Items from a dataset
○ ○ ○ ○

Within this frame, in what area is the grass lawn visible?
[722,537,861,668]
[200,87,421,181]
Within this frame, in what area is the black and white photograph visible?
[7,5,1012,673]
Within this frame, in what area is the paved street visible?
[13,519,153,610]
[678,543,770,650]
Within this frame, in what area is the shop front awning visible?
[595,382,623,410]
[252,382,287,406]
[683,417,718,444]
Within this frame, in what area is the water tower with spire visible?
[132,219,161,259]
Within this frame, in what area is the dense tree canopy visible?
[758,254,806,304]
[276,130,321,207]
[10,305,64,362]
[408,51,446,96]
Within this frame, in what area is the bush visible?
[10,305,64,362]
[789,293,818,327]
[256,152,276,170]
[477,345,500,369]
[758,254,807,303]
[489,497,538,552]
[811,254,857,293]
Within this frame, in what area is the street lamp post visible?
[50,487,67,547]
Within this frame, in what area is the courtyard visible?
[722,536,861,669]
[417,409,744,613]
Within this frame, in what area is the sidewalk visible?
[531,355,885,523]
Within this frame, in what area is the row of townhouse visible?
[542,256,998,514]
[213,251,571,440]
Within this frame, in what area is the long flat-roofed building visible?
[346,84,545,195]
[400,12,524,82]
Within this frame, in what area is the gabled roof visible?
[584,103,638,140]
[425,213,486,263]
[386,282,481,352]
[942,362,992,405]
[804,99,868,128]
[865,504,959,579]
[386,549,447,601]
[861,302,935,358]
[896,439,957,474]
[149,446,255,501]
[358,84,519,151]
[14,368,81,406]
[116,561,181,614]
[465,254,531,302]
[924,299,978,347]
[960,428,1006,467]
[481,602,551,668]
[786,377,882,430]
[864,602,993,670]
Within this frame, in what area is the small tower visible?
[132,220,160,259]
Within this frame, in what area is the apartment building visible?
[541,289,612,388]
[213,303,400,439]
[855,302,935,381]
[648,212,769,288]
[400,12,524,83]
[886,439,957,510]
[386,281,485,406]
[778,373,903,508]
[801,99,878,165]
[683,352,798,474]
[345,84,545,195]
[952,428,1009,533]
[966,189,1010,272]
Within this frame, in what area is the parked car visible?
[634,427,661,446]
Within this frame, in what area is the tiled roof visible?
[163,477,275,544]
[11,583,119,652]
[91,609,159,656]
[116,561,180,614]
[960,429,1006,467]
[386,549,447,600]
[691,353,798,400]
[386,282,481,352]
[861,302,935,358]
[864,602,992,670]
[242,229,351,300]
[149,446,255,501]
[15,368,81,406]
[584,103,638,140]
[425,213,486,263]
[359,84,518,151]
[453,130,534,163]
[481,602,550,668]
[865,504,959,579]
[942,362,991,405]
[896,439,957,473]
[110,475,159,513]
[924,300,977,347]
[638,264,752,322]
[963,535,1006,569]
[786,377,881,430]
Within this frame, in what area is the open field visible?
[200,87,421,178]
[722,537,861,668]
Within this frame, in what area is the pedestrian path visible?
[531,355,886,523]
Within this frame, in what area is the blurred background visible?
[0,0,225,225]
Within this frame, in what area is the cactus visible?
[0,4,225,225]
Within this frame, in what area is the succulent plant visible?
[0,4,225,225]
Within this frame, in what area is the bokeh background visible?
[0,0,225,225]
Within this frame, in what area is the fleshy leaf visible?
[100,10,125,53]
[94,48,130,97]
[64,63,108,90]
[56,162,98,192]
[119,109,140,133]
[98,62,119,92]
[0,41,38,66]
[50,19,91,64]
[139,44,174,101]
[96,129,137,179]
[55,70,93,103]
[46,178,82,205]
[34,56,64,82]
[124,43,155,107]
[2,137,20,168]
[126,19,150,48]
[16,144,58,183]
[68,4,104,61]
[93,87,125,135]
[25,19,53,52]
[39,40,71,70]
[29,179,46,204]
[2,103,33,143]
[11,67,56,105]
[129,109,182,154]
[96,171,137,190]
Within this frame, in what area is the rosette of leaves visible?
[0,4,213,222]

○ ○ ○ ○

Task objective:
Reproduce everything in the listing from the start down to the line containing "[132,219,161,259]", keeping every request, and add 142 to each coordinate in the bounding boxes.

Solution for this task:
Within this frame, in what area is the grass lawn visible?
[864,679,1003,810]
[342,229,563,323]
Within this frame, in what area is the black and white photograph visible?
[149,147,1154,815]
Within this frame, in what area is the paved street visible?
[155,661,295,752]
[820,685,912,792]
Within this frame, in what area is the shop front awning visible?
[737,524,765,552]
[394,524,429,548]
[825,559,860,586]
Within this frame, in what area is the water tower with spire visible?
[274,361,303,401]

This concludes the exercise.